• **Défi**: Donnez sous forme de liste JSON de chaînes le passage des données qui va de la ligne contenant "Question. Locate the street" jusqu'à la fin des données, bornes comprises. Mettez une chaîne par ligne et omettez les lignes vides.

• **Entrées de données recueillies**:
>>>

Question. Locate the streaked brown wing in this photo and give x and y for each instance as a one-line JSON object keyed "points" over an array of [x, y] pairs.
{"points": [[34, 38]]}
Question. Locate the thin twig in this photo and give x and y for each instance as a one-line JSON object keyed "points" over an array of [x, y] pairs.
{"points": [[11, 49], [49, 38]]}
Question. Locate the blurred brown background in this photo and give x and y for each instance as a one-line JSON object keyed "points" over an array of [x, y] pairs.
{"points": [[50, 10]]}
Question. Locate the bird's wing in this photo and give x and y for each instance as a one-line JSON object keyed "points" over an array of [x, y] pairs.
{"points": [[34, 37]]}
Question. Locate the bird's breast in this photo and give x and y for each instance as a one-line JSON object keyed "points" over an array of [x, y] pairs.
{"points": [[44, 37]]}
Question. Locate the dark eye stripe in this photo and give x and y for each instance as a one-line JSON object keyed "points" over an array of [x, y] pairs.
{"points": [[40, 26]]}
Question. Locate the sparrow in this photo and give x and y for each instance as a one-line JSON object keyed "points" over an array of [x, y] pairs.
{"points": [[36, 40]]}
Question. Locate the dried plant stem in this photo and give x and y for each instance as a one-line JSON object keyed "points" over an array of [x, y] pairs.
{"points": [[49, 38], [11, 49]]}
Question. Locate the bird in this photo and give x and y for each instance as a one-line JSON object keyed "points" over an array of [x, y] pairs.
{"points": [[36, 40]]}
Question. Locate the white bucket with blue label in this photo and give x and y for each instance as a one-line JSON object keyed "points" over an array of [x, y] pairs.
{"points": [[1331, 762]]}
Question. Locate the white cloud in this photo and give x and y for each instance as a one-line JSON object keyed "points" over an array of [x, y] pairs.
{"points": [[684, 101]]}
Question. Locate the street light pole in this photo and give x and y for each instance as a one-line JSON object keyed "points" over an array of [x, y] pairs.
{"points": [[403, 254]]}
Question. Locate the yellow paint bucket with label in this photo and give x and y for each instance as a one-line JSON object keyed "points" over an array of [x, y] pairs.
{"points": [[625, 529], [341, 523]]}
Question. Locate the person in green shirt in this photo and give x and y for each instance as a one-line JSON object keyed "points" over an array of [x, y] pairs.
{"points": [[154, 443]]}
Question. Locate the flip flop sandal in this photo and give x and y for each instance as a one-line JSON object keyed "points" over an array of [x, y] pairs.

<<<

• **Réponse**:
[
  "Question. Locate the street light pole in this photo and give x and y for each instance as a one-line JSON object keyed \"points\" over an array of [x, y] pairs.",
  "{\"points\": [[403, 254]]}",
  "Question. Locate the yellow paint bucket with label in this photo and give x and y for each instance as a one-line JSON object keyed \"points\" over an array of [x, y] pairs.",
  "{\"points\": [[625, 529], [341, 523]]}",
  "Question. Locate the person in green shirt in this photo and give x and y for each instance as a one-line JSON object keyed \"points\" over an array of [x, y] pairs.",
  "{\"points\": [[154, 443]]}",
  "Question. Locate the flip flop sandal in this photo and give x and y for each instance as a one-line JSON object keyed \"points\" over an array of [x, y] pairs."
]